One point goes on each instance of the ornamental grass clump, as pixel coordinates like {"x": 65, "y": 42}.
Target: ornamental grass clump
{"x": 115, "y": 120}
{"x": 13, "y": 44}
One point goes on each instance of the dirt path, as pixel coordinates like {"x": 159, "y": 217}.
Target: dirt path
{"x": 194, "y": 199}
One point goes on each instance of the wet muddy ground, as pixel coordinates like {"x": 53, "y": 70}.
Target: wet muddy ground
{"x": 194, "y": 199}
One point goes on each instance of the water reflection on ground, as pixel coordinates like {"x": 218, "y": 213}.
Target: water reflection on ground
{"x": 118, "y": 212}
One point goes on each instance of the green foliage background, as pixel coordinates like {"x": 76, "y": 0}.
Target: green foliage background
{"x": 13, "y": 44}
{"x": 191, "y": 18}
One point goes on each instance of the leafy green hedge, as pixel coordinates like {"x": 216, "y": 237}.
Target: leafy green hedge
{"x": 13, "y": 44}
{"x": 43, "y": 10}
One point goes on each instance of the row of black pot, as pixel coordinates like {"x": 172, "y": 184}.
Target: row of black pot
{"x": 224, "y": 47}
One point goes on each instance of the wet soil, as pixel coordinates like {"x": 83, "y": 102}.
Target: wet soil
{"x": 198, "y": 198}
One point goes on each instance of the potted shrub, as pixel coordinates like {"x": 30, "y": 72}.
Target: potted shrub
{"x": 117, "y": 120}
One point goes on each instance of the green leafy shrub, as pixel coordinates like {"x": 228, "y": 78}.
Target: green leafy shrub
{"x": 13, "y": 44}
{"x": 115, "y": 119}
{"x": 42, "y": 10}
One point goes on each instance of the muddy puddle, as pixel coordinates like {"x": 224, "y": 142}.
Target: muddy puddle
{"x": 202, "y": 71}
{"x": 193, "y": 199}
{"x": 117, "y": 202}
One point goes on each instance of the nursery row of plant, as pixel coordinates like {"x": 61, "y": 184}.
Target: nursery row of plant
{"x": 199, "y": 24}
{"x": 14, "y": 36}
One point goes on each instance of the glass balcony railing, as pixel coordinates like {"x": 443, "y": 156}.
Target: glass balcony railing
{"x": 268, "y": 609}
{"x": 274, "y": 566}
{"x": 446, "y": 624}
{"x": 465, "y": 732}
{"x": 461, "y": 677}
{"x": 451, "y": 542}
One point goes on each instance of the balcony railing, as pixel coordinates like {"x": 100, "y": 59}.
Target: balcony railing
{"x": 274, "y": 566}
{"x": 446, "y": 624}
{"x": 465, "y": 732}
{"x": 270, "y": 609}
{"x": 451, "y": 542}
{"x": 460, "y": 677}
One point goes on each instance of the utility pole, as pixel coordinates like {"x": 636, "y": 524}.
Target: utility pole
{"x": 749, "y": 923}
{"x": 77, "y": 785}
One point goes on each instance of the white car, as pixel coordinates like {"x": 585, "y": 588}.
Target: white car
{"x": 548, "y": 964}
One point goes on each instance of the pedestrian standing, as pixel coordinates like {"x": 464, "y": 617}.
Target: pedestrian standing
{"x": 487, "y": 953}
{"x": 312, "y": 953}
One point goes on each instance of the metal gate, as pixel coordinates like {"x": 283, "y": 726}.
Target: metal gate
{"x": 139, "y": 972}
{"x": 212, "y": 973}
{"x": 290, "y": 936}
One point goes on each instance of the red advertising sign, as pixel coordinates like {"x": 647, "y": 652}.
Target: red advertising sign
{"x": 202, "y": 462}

____________

■ Task directions
Rewrite all of the lines above, changing each "pixel coordinates" to "image coordinates" and keeping everything else the same.

■ Solved exercise
One point goes on each instance of the ornamental grass clump, as image coordinates like {"x": 65, "y": 42}.
Target: ornamental grass clump
{"x": 115, "y": 120}
{"x": 13, "y": 44}
One point goes on each instance of the dirt path, as image coordinates like {"x": 159, "y": 217}.
Target: dirt path
{"x": 194, "y": 199}
One point goes on each instance of the wet muddy ground, as image coordinates like {"x": 53, "y": 70}.
Target: wet muddy ground
{"x": 194, "y": 199}
One point goes on each instance of the water reflection on ground, as image coordinates like {"x": 218, "y": 213}.
Target: water reflection on ground
{"x": 118, "y": 212}
One point goes on each instance of the green foliage background, as image coordinates like {"x": 76, "y": 0}.
Target: green foliage background
{"x": 13, "y": 44}
{"x": 191, "y": 18}
One point goes on each instance of the leafy green hedge, as image coordinates like {"x": 216, "y": 237}.
Target: leafy green hedge
{"x": 13, "y": 44}
{"x": 43, "y": 10}
One point goes on each instance of the row of black pot, as image coordinates like {"x": 172, "y": 184}.
Target: row of black pot
{"x": 224, "y": 47}
One point goes on each instance of the wet soil, as image coordinates like {"x": 83, "y": 102}.
Target: wet soil
{"x": 198, "y": 198}
One point goes on each instance of the potted shrub, as image coordinates like {"x": 30, "y": 72}.
Target: potted shrub
{"x": 117, "y": 120}
One point goes on each instance of the green leafy shrub, as image coordinates like {"x": 228, "y": 78}.
Target: green leafy shrub
{"x": 13, "y": 44}
{"x": 115, "y": 119}
{"x": 42, "y": 10}
One point goes on each instance of the muddy puddle, as image coordinates like {"x": 224, "y": 142}.
Target: muddy puddle
{"x": 202, "y": 71}
{"x": 193, "y": 199}
{"x": 117, "y": 202}
One point goes on each instance of the nursery row of plant, as image coordinates like {"x": 61, "y": 184}.
Target: nursery row of plant
{"x": 199, "y": 24}
{"x": 14, "y": 36}
One point goes on each instance of the glass balcony railing, as image coordinates like {"x": 443, "y": 156}.
Target: glass balcony railing
{"x": 268, "y": 609}
{"x": 274, "y": 566}
{"x": 446, "y": 624}
{"x": 465, "y": 732}
{"x": 461, "y": 677}
{"x": 451, "y": 542}
One point goes on each instance of the balcony railing, as image coordinates like {"x": 100, "y": 59}.
Target: balcony railing
{"x": 274, "y": 566}
{"x": 446, "y": 624}
{"x": 465, "y": 732}
{"x": 270, "y": 609}
{"x": 451, "y": 542}
{"x": 460, "y": 677}
One point goes on each instance of the utility pole, as image coordinates like {"x": 636, "y": 524}.
Target: utility pole
{"x": 749, "y": 923}
{"x": 77, "y": 785}
One point goes on each instance of the white car, as image coordinates like {"x": 585, "y": 588}.
Target: white car
{"x": 548, "y": 964}
One point goes on each instance of the pedestrian standing, as image coordinates like {"x": 464, "y": 617}.
Target: pedestrian standing
{"x": 487, "y": 953}
{"x": 312, "y": 953}
One point goes on each instance of the metal gate, as image coordinates like {"x": 283, "y": 726}.
Target: metal gate
{"x": 139, "y": 972}
{"x": 212, "y": 973}
{"x": 290, "y": 936}
One point goes on each instance of the red advertising sign, as image coordinates like {"x": 647, "y": 652}.
Target: red advertising sign
{"x": 202, "y": 462}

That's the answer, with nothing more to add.